ACTION ITEM: Could you reproduce all the entries under this sentence exactly, leaving the images aside?

DATA:
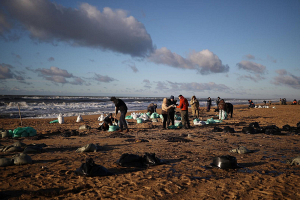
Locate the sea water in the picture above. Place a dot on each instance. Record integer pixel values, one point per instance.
(52, 106)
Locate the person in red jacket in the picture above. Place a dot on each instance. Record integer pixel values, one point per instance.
(184, 106)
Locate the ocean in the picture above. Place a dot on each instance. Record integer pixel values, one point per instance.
(52, 106)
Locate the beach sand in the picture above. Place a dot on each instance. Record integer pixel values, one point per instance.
(264, 174)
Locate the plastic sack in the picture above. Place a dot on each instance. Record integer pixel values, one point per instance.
(54, 121)
(24, 132)
(101, 118)
(113, 128)
(79, 118)
(89, 168)
(60, 119)
(139, 120)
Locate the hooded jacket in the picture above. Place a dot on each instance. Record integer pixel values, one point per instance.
(183, 104)
(165, 107)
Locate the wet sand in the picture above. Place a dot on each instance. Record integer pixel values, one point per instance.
(264, 174)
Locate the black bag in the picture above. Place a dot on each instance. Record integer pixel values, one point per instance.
(89, 168)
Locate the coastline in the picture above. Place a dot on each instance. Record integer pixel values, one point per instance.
(264, 174)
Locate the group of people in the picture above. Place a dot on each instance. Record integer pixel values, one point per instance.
(168, 111)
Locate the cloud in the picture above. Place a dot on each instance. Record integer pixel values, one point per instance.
(255, 78)
(251, 67)
(192, 87)
(101, 78)
(5, 71)
(250, 57)
(270, 58)
(205, 61)
(287, 79)
(49, 22)
(54, 71)
(281, 72)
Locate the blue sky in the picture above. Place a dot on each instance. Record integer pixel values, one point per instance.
(231, 49)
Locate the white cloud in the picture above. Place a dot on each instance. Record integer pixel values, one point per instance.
(205, 61)
(252, 67)
(87, 26)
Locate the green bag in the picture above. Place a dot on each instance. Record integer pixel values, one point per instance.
(54, 121)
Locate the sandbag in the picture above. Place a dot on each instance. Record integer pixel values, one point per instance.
(4, 162)
(129, 117)
(22, 159)
(90, 169)
(60, 119)
(24, 132)
(79, 118)
(241, 150)
(130, 160)
(87, 148)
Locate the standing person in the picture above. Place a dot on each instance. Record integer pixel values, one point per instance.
(151, 108)
(222, 113)
(208, 104)
(251, 104)
(120, 105)
(164, 111)
(217, 101)
(195, 107)
(184, 105)
(171, 111)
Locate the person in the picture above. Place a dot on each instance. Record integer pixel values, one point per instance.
(280, 101)
(184, 105)
(222, 112)
(164, 111)
(208, 104)
(195, 107)
(151, 108)
(120, 105)
(171, 111)
(251, 104)
(108, 120)
(217, 101)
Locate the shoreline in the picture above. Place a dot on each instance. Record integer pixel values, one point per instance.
(185, 174)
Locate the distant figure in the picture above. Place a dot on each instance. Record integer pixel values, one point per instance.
(164, 111)
(108, 120)
(171, 111)
(217, 101)
(195, 107)
(251, 104)
(151, 108)
(222, 112)
(280, 101)
(120, 105)
(184, 106)
(208, 104)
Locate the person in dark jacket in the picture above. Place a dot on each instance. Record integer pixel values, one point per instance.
(184, 106)
(171, 111)
(120, 105)
(208, 104)
(108, 120)
(251, 104)
(151, 108)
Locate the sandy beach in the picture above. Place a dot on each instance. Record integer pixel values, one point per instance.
(187, 154)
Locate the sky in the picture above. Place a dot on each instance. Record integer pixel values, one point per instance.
(231, 49)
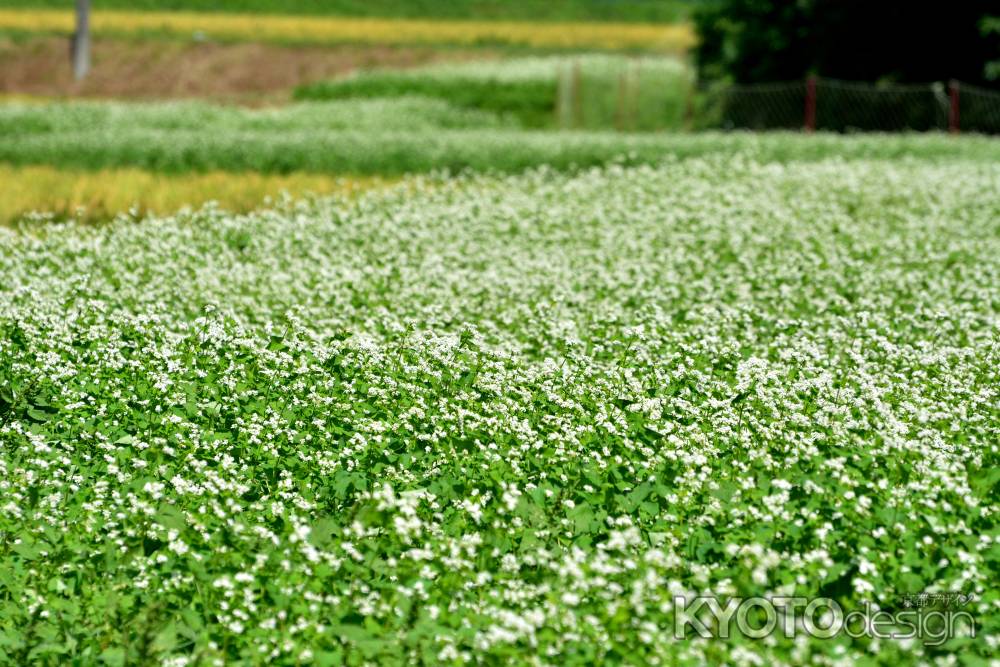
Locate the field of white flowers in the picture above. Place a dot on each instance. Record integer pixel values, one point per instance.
(505, 419)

TASK ANSWER:
Locate the sea water in the picture above. Place a dot on each instance. Record integer pixel values, one point per instance.
(52, 106)
Locate the person in red jacket in the picture above. Place a dot on each instance. Record integer pixel values, one point per instance.
(184, 106)
Locate the ocean in the picture above. Place a dot on each instance. Record integer pixel values, one point per instance.
(52, 106)
Locate the beach sand in the picture above. Place a dot on each instance. Record integer pixel values, one point per instance.
(264, 174)
Locate the plastic sack in the picture above. Place a dot on each instance. Record integer pixel values, one point per instance.
(54, 121)
(24, 132)
(101, 118)
(113, 128)
(79, 118)
(89, 168)
(60, 119)
(139, 120)
Locate the hooded jacket in the picture above. Place a dot on each instance. Record integer pixel values, one point per instance.
(183, 104)
(165, 107)
Locate the wet sand in the picture above. Place a dot on each instance. Record integer pixel values, one point per instance.
(264, 174)
Locate the black bag in the picture above. Place a dot on each instance. Record integer pixel values, one point per instance.
(89, 168)
Locate the coastline in the picture above. Place a dot on each instance. Record integer pixel values, one point per instance.
(264, 174)
Locate the group of people in the picture above. Place a dot on each instance. Record integer pixel values, one point per instance.
(168, 111)
Locate the cloud in the picture above. Place a dot on each instance. Record integer pixel values, one point per instance.
(255, 78)
(251, 67)
(192, 87)
(101, 78)
(5, 71)
(250, 57)
(270, 58)
(205, 61)
(287, 79)
(49, 22)
(54, 71)
(281, 72)
Locate the blue sky in the picture above. Place a dot on each instance. Record integer pixel values, one point per instance.
(231, 49)
Locate the white cloud in the picture above. Place a dot on each instance. Record integer pixel values, one point per instance.
(205, 61)
(252, 67)
(87, 26)
Locate the green bag in the picture above. Place a dot on each instance. Record integer pixel values, one point per instance.
(54, 121)
Locate the sandbag in the picture above. Place a dot on each instance. Record integer pixel values, one point per instance.
(4, 162)
(129, 117)
(22, 159)
(90, 169)
(60, 119)
(24, 132)
(79, 118)
(241, 150)
(130, 160)
(87, 148)
Locate the standing person in the picture above. Place a dot on each instance. Record integer pixel values, one point per instance.
(151, 108)
(222, 113)
(208, 104)
(251, 104)
(120, 105)
(164, 111)
(217, 101)
(195, 107)
(184, 105)
(171, 111)
Locate the person in the picture above. Place a dot on each instance. Record integer pixel values, one point per instance.
(280, 101)
(184, 105)
(222, 112)
(164, 111)
(208, 104)
(195, 107)
(151, 108)
(120, 105)
(171, 111)
(251, 104)
(108, 120)
(217, 101)
Locate the shoreline in the picture above. Place a dot on each instance. Record integer pixel values, one point per instance.
(185, 174)
Locate the distant figure in the picture above. Place a dot on each instance. Record integer pixel values, one point per instance.
(164, 111)
(108, 120)
(171, 111)
(217, 101)
(195, 107)
(251, 104)
(151, 108)
(222, 112)
(280, 101)
(120, 105)
(184, 106)
(208, 104)
Locate the person in dark jacket in the picture above. Place a dot on each instance. Record integer pixel values, one point per instance.
(184, 106)
(171, 111)
(120, 105)
(208, 104)
(108, 120)
(251, 104)
(151, 108)
Locate the sandy beach in the picture above. Place a dot on each instance. Record integer pixel values, one point per instance.
(187, 154)
Locate the sky in the picture above. Place a dot on each instance. Record integer pixel values, one point per instance.
(231, 49)
Locate the field of white flowers in the picture above. Place a dot on each instance. Record integer pixel values, one point per instance.
(505, 419)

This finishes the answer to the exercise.